··· Extrahierter Text ···

Alessia Amighini -- Lavoce.info

 

“Wer die Zukunft der Menschheit sichern will, muss weiteres Wirtschaftswachstum verhindern”

   Wer gemütlich in einer geheizten deutschen Wohnung sitzt und die Autobus-Haltestelle vor der Tür hat, kann vermutlich gut über Sinn und Unsinn des Wirtschaftswachstums philosophieren. Preussisch-protestantischer Ethik liegt Verzicht zugunsten des grossen Gesamtwohls ohnehin nahe. Jörg Sommer hat als Vorstandsvorsitzender der Deutschen Umweltstiftung und Dozent an der Hochschule für Nachhaltige Entwicklung (Eberswalde) in einem Zeitungsartikel “ Die Wachstumslüge” (Süddeutsche Zeitung, 27.2.19) das Ende des Wachstums gefordert.

   Der Artikel beschreibt korrekt die Notlage des Planeten und der von ihm abhängigen Menschheit. Ausser Donald Trump und ein paar verbohrten Klimaskeptikern wird wohl jedermann seiner Beschreibung zustimmen. Warum aber die Verteufelung des Wachstums? Jörg Sommer ist kein Ökonom sondern ein erfolgreicher Kinderbuchautor, und wohl ein selbsternannter Ökologe. Seine Philippika gegen das Wachstum erinnert an den Rigorismus der Veganer, der Jihadisten oder der Bibelchristen.

   Sommer vergisst, dass sich ein Gutteil des Wachstums politischen Massnahmen weitgehend entzieht: das Bevölkerungswachstum. Wo die wirtschaftliche Entwicklung der demografischen nicht folgt, entstehen Armut und Hungersnöte – wie es gegenwartig wieder in Nordkorea sichtbar ist, wo die Bevölkerung kontinuierlich gewachsen ist von 17 Millionen 1980 auf mittlerweile 26 Millionen. Wer den wachsenden Bevölkerungen wirtschaftlichen Wachstumsstop verordnen will, spricht besser vorher mit dem Welternährungsprogamm und dem Hochkommissar für Flüchtlinge UNHCR.

   Selbst wenn man den demografisch vitalen Ländern eine Ausnahme vom Wachstumsstop zubilligen will, bleibt ein hypothetischer Wachstumsstop selbst in den demografisch stagnierenden oder schrumpfenden Ländern eine Massnahme von fragwürdiger Nützlichkeit.

   Warum gibt es überhaupt Wirtschaftswachstum pro Kopf, also unabhängig von der demografischen Entwicklung? Das beharrliche Wachstum von heute ist eine Erfindung der Neuzeit. Öfters in der Geschichte gab es Wachstumsphasen – gewöhnlich Blütezeit genannt – in denen Völker und Kulturen Reiche errichteten, Wissenschaft trieben, Lebensweise und Technik verbesserten. Und die Umwelt schädigten: wie beispielsweise die Hochkulturen am Mittelmeer ganze Länder für den Schiffbau abholzten und den Karst schufen. Aber nach den Hochkulturen kamen jedesmal Barbaren, die das Geschaffene zerstörten und mit Jahrzehnten negativen Wachstums den Zeiger wieder auf Null – oder nahe Null -- stellten. Der Karst, freilich, der bewaldete sich nie wieder.

··· Inhalt des Datensatzes ···

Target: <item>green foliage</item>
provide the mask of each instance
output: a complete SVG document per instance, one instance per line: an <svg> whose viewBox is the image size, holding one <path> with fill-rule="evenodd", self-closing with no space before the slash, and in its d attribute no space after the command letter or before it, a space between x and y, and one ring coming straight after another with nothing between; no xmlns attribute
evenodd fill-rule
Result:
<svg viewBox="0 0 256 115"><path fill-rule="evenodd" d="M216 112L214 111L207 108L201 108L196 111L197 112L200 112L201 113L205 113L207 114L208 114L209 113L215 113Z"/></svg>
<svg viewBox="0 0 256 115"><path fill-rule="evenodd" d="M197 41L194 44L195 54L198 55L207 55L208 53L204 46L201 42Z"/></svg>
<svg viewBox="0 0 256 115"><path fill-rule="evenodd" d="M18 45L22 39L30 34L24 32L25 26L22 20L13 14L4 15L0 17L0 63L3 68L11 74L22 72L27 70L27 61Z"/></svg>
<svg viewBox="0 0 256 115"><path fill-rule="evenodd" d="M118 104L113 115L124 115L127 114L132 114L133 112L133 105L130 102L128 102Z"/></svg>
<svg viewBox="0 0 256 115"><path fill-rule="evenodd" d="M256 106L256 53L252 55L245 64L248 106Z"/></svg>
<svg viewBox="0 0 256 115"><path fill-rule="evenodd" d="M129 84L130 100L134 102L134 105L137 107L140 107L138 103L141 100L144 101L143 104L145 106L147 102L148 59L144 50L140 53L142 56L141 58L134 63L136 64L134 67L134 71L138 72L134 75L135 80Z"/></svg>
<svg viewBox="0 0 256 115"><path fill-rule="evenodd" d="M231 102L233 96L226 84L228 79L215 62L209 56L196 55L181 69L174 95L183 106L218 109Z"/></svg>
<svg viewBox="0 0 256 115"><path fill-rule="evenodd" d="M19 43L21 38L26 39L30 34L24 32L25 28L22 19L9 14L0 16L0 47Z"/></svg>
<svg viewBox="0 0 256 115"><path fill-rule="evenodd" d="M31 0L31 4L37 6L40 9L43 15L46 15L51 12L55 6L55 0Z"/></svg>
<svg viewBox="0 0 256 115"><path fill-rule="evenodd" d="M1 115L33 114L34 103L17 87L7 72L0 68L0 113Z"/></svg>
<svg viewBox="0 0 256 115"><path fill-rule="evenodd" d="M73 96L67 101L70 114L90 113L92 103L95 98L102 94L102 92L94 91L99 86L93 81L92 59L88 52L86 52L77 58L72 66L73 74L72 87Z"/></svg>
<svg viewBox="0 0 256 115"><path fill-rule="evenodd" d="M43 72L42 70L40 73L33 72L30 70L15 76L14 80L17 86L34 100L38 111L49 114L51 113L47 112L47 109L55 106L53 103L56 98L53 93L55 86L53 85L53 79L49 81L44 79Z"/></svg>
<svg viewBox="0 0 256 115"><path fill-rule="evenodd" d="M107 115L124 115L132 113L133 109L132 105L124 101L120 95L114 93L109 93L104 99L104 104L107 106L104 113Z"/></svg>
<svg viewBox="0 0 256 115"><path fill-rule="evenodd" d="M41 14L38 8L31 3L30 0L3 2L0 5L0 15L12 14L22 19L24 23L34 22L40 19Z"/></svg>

···

- _Aufgabenstellung_
Führen Sie den Text über das Wirtschaftswachstum im Anschluss an seinen letzten Satz weiter.

- _Ergebnis der Aufgabe_
   Erst seit dem 16. Jahrhundert wird in Europa ein Trend zu dauerhaftem Wachstum sichtbar, unterbrochen freilich von grossen Kriegen. Ab der Mitte des 19. Jahrhunderts beschleunigte sich das Wachstum, da es zunehmend institutionalisiert wurde. Universitäten erweiterten ihren geisteswissenschaftlichen Kern um Naturwissenschaften und Ökonomie. Technische Hochschulen entstanden. Private Initiativen zogen nach. Angewandte Forschung wurde begrüsst und gefördert. Nach dem II. Weltkrieg folgten zahreiche Länder dem Beispiel Europas, Amerikas und Japans. So entstand weltweit eine gewaltige Maschinerie, deren Sinn die Erzeugung von Fortschritt ist. Deren Ergebnis Wachstum ist. Mit jedem Abiturienten, mit jedem Mechatroniker oder Diplomkaufmann tritt ein potentieller Wachstumsträger ins Erwerbsleben.

   Dass das wirtschaftliche Wachstum der letzten zwei Jahrhunderte ressourcenintensiv und umweltschädigend verlief ist Folge einer kurzsichtigen Kostenrechnung. Die Griechen, Römer und Venezianer holzten ab, weil ihnen die langfristigen Kosten nicht bewusst oder gleichgültig waren. Das gleiche geschieht heute in Uganda, wo die Flüchtlinge aus Südsudan die Umgebung ihrer Lager abholzen. In Haiti hat die Armutsbevölkerung, die von Wirtschaftswachstum nur träumen kann, das Land so weitgehend von Bäumen befreit, dass laufend die fruchtbare Krume vom Regen ins Meer gespült wird.

   Global gesehen wird der Planet weiter laufend geplündert, wird die Atmosphäre mit schädlichen Gasen wie Methan und CO2 angereichert. Würde ein Wachstumsstop helfen?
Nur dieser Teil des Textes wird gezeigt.